TASK TO COMPLETE.
When a line in the entries contains the word "target", copy that line in full.

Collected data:
-*-*-
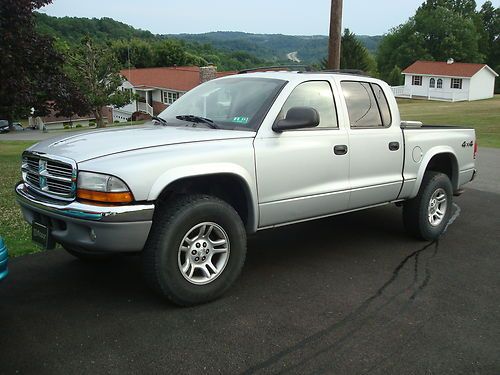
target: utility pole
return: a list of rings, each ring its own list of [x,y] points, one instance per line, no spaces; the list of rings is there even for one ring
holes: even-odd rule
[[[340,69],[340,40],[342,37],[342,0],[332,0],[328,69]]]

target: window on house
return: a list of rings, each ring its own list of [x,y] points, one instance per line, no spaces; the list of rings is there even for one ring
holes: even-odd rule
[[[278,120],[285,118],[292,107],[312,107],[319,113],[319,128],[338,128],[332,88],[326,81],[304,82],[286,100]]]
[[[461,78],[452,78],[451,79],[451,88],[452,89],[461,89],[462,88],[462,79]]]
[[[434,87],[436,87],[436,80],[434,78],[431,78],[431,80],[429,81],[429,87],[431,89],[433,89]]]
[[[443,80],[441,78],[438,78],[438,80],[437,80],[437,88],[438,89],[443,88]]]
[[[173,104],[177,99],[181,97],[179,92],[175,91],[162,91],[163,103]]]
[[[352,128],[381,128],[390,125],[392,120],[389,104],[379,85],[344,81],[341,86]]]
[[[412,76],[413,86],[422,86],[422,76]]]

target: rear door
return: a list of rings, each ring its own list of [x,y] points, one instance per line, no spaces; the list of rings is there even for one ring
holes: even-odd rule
-*-*-
WRITTEN SOLUTION.
target: utility pole
target: window on house
target: rear door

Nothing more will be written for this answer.